*Provided text*
He was the Right Man for the Job


No matter what we may think of President Bush, I am proud to say I voted for him twice and I'd probably do it again.  That is not to say I agreed with every decision he made, but at least he made decisions based on strong, honest, conviction.  As an Air Force wife I am thankful for the leadership President Bush gave.  He served our country with strength and integrity when we needed that kind of leadership most.  May history reflect kindly and honestly on his presidency and may God bless George W. Bush and his family in the years to come.

As often the case, seasoned, professional writers often give better voice to my own thoughts and feelings than I can give proper justice.  The following commentary was printed in the Archdiocese of Washington Catholic Standard.  It was written by noted author George Weigel.


Why We Should Thank George W. Bush
GEORGE WEIGEL, Commentary
Published: January 15, 2009

The following is best appreciated if read aloud in the best Irish accent you can manage:

Paddy, the local scoundrel, was dead. The entire population of the village where he spent a lifetime making others miserable attended the funeral Mass—some, doubtless, to make sure he was really gone. Knowing the congregation’s sentiments, the wise old pastor said to his people, before the final commendation, “Now, dear brother and sisters, before we commit our brother to the sod, it would be an act of charity if one of you were to come forward and say a good word about ‘im.” No one moved. “Come, now, brothers and sisters,” the pastor pleaded, “surely there’s someone who can say a good word for the man.” Total silence. “My dear people, I’ll be tellin’ the sacristan to lock the door in a minute, and not a one of you’s goin’ to leave this church until someone comes forward to say a good word for this departed brother.” Finally, an ancient villager got up, shuffled to the side of the casket, turned his back to the pastor, and said in a clear voice, “I think his brother was even worse. ”

As he leaves office, George W. Bush could be forgiven for feeling like Paddy, were he a man given to self-pity. Happily, he isn’t. And it’s emphatically not in the spirit of, “Well, James J. Buchanan and Herbert Hoover were even worse” that I should like to praise President Bush at the end of his two terms. For what, you ask? For many things that ought to count for Catholics.

*Task to complete*
Write out the passage of the post about George W. Bush from "He was the Right" up to and including "years to come.", word for word. The entries that follow come from a different source than the post about George W. Bush.

*Data provided*
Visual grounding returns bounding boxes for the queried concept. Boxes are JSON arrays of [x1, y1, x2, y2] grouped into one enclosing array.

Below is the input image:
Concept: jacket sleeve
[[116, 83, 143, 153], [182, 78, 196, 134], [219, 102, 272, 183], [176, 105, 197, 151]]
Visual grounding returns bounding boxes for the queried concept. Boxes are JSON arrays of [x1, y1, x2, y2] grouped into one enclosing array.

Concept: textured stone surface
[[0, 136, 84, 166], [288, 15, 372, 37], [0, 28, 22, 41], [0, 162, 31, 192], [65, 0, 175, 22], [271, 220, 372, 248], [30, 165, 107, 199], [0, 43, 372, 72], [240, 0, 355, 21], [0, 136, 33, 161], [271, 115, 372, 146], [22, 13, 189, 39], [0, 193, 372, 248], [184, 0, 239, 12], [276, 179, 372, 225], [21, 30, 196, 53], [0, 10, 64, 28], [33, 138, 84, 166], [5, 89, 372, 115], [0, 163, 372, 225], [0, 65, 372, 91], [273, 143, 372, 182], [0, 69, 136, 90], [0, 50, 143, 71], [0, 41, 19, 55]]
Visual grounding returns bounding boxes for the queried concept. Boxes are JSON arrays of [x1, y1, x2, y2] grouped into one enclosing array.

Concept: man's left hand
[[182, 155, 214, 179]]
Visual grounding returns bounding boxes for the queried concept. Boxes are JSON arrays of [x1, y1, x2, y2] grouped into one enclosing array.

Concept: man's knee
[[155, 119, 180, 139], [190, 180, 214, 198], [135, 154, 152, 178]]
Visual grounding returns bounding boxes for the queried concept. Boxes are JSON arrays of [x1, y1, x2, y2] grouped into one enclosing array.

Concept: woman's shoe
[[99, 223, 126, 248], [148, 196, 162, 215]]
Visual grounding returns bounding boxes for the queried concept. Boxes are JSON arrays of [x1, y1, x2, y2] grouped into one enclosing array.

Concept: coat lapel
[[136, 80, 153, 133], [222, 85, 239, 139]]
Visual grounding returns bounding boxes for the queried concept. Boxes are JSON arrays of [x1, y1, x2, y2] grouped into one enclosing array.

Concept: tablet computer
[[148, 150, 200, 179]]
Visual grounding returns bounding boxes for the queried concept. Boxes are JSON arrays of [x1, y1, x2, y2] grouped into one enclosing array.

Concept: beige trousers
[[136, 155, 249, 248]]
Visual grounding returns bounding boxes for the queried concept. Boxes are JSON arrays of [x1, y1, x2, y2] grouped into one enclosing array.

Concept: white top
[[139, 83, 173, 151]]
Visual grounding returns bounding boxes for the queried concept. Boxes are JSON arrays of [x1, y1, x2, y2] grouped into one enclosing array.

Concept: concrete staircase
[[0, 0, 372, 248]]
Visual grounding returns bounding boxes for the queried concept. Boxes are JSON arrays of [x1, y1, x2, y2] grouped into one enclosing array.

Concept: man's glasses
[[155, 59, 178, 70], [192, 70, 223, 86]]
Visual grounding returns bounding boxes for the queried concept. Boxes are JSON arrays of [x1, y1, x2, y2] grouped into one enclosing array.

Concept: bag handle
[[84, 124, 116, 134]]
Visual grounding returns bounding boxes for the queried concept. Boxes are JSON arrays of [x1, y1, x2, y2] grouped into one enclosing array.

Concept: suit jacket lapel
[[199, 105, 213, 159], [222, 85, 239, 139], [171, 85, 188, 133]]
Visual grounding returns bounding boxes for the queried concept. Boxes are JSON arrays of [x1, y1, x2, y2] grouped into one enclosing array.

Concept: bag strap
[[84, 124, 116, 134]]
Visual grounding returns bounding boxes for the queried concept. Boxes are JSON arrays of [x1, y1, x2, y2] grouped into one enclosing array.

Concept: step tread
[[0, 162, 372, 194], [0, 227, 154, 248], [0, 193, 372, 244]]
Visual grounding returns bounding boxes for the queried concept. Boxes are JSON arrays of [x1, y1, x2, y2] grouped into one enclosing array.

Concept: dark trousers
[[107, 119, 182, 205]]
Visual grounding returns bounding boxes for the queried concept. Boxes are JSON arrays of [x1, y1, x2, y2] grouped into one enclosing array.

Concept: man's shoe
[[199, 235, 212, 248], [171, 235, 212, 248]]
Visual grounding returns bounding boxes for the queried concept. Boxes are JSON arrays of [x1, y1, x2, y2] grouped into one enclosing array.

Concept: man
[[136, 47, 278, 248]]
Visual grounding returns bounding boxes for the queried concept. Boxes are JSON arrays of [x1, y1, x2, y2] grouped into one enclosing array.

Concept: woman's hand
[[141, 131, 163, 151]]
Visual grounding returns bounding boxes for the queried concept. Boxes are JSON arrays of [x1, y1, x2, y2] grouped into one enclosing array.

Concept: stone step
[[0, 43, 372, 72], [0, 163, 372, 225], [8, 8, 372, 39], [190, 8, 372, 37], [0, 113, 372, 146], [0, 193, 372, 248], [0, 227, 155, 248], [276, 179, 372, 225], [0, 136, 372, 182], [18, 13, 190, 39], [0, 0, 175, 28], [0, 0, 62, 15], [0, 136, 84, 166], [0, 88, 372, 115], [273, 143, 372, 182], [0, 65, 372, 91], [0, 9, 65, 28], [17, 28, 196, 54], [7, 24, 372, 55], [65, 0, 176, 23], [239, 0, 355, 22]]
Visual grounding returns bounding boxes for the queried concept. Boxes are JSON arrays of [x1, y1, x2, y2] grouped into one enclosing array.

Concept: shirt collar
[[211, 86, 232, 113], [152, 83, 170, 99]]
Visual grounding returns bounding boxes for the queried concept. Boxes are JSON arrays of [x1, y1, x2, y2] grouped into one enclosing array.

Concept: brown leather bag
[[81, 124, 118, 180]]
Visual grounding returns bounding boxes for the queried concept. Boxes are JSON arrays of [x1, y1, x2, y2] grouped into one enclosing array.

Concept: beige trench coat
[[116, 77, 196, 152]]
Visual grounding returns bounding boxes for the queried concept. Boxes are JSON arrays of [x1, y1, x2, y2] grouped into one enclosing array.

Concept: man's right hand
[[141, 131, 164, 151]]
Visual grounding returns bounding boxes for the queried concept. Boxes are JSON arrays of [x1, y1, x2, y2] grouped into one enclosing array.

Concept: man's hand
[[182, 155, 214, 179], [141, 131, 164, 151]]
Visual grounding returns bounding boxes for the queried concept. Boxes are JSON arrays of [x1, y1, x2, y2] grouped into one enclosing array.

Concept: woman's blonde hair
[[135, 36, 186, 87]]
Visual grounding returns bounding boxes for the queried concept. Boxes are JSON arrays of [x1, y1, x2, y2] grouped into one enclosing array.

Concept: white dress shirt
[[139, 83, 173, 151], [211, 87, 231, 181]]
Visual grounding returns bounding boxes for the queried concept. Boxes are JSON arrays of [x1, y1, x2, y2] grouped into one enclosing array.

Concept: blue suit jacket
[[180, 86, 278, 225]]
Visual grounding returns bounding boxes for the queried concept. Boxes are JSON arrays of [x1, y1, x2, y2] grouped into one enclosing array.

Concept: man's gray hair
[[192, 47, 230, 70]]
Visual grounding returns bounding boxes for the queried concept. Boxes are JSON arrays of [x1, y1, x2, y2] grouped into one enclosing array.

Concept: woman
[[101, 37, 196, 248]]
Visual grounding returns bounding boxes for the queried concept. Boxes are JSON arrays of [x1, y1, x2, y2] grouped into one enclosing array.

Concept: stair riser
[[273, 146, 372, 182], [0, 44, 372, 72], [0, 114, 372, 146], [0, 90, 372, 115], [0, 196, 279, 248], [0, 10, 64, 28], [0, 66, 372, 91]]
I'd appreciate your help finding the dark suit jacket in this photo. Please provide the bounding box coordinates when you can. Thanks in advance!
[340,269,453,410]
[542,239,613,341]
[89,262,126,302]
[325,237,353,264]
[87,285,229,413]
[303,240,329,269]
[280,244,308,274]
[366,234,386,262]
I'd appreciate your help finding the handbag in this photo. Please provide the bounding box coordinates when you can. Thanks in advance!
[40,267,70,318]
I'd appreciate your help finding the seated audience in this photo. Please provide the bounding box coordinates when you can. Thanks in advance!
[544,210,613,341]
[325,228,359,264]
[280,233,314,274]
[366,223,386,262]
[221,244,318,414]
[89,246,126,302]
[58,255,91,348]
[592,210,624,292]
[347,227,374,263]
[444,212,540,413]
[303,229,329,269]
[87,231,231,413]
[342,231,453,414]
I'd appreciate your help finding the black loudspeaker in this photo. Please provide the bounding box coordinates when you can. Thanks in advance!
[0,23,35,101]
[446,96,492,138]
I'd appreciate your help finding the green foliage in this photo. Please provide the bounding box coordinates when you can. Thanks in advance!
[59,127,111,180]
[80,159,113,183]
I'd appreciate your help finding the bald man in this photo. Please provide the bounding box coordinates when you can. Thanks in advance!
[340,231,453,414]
==
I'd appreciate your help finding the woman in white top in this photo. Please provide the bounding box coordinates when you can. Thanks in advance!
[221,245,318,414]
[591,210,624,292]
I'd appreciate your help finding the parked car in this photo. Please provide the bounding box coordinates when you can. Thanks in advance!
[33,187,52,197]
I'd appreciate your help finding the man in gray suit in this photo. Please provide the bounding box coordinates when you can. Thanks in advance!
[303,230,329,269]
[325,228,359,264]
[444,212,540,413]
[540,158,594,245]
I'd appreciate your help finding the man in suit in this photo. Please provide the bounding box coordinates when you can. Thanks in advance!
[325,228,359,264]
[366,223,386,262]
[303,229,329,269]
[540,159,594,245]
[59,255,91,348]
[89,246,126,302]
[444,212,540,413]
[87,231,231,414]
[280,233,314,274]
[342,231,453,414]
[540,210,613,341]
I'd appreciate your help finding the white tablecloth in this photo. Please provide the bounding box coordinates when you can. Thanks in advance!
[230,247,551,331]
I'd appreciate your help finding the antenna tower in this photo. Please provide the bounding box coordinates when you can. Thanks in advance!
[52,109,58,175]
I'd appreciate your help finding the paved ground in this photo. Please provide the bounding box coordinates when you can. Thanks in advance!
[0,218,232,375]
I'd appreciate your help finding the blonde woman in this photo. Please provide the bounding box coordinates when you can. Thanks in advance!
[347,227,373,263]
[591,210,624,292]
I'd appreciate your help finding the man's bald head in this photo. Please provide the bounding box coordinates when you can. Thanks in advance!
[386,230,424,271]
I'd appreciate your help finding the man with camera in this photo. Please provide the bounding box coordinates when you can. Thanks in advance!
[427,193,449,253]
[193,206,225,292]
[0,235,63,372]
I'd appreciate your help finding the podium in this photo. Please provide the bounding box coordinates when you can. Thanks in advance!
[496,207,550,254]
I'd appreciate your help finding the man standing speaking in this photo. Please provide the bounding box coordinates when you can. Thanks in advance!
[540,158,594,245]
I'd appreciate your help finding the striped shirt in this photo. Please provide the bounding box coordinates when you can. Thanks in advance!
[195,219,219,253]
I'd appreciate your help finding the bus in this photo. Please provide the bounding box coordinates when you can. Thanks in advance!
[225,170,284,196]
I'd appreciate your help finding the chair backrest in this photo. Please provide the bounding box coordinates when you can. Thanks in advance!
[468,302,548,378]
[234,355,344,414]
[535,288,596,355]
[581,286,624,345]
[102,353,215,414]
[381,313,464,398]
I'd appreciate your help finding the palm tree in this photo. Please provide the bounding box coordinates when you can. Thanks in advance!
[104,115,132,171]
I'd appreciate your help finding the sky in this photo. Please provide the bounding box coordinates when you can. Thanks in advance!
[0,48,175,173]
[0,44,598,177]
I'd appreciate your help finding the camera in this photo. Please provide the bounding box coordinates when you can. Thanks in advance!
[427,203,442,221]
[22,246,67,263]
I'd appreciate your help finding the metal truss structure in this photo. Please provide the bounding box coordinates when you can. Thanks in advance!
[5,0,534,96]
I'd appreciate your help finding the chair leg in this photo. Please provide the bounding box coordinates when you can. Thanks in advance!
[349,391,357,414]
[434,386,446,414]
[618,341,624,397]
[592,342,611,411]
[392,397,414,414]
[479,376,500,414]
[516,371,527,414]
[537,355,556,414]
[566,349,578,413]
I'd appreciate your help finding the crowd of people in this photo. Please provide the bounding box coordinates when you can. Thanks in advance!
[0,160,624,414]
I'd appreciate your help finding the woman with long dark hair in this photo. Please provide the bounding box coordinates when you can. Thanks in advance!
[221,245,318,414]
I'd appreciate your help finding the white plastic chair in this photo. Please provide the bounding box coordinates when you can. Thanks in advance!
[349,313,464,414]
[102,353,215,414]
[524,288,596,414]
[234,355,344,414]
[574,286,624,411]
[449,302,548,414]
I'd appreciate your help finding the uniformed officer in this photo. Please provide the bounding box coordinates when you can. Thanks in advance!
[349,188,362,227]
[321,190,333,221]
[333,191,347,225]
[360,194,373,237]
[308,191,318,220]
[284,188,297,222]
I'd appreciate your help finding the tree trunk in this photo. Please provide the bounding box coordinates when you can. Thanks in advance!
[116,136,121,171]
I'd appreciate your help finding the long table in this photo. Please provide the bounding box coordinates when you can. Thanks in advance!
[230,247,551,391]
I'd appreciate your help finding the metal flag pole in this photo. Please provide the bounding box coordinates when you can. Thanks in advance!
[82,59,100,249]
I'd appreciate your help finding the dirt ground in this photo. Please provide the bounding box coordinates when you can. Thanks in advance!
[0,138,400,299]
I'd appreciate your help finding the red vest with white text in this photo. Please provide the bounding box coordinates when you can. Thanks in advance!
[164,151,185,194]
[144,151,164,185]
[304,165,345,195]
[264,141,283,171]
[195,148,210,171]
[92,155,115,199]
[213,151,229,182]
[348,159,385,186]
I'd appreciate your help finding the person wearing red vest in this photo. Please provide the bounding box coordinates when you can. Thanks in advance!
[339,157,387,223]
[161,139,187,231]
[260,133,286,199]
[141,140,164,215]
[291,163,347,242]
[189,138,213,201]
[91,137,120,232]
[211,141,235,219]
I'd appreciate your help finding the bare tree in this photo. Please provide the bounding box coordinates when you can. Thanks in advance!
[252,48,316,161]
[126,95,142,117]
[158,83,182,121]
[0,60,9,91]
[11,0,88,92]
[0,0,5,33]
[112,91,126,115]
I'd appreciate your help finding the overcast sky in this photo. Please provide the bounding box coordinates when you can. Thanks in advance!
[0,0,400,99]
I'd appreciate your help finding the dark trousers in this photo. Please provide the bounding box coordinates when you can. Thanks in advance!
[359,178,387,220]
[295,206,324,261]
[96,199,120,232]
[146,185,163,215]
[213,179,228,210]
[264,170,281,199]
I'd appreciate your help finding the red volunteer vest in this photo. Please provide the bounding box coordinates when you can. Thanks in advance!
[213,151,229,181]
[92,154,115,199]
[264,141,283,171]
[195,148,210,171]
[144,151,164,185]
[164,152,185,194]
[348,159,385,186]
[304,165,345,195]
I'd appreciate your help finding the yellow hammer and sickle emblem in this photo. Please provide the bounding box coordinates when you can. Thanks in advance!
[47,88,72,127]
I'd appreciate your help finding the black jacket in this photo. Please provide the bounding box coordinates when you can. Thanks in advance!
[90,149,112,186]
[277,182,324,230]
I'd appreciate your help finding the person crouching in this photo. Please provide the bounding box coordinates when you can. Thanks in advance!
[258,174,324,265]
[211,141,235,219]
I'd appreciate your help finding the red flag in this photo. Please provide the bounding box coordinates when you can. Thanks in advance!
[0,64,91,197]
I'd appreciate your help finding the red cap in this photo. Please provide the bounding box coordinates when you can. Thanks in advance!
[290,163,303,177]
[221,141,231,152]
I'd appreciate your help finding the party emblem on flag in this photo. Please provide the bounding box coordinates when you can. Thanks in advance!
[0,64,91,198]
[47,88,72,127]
---
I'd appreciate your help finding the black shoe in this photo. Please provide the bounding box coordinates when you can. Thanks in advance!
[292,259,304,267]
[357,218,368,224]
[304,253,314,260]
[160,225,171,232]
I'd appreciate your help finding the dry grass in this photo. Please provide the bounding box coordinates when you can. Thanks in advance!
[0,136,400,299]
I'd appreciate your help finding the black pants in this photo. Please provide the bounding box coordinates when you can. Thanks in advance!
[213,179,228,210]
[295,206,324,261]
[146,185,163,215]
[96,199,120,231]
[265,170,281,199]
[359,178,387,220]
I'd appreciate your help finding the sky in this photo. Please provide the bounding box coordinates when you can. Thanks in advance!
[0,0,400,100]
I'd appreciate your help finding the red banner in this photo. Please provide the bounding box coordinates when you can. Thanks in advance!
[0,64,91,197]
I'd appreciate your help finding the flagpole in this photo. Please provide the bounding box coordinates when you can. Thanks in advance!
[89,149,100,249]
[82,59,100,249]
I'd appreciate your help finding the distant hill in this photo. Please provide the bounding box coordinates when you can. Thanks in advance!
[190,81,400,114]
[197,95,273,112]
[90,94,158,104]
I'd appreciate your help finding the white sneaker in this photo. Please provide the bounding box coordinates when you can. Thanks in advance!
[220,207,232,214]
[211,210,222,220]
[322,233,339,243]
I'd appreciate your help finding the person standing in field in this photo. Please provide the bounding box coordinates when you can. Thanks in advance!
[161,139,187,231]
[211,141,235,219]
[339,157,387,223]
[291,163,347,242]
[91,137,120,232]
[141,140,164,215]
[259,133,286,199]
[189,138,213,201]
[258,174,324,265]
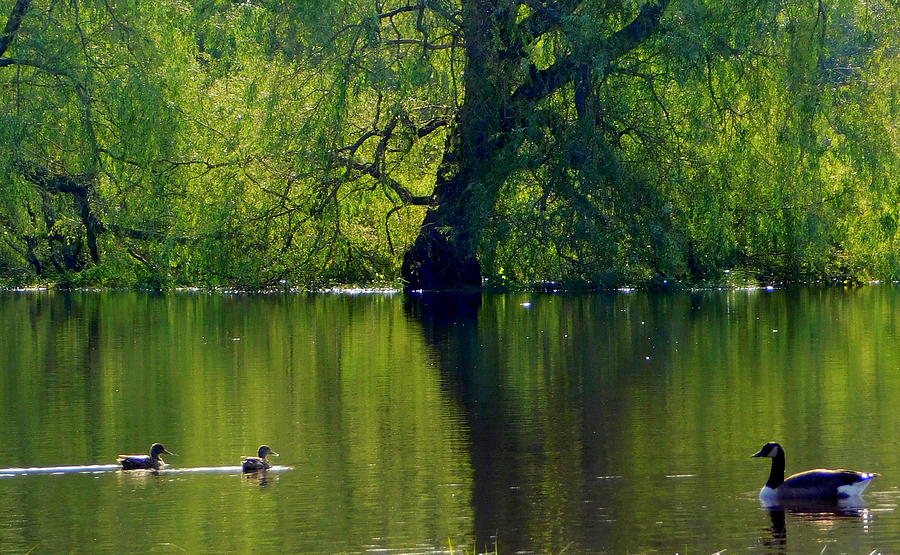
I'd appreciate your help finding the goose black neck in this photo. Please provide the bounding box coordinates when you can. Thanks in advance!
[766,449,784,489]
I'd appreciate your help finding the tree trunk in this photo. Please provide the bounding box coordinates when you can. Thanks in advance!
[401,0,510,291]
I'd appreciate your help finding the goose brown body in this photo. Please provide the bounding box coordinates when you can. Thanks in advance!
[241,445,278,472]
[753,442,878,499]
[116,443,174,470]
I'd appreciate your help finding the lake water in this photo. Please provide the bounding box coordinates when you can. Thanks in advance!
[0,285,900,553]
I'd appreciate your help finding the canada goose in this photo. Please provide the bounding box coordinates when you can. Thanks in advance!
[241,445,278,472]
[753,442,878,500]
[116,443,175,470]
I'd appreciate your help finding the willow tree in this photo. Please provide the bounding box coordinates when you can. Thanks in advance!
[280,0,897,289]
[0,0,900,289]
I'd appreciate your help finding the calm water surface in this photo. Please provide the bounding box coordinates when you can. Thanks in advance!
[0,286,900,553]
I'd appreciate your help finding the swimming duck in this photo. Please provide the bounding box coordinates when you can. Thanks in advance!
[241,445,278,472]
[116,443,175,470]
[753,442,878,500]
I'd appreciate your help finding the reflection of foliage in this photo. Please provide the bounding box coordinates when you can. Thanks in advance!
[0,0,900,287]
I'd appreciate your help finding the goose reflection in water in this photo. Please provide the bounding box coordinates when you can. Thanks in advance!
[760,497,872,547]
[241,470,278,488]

*Output for this task*
He was the Right Man for the Job


No matter what we may think of President Bush, I am proud to say I voted for him twice and I'd probably do it again.  That is not to say I agreed with every decision he made, but at least he made decisions based on strong, honest, conviction.  As an Air Force wife I am thankful for the leadership President Bush gave.  He served our country with strength and integrity when we needed that kind of leadership most.  May history reflect kindly and honestly on his presidency and may God bless George W. Bush and his family in the years to come.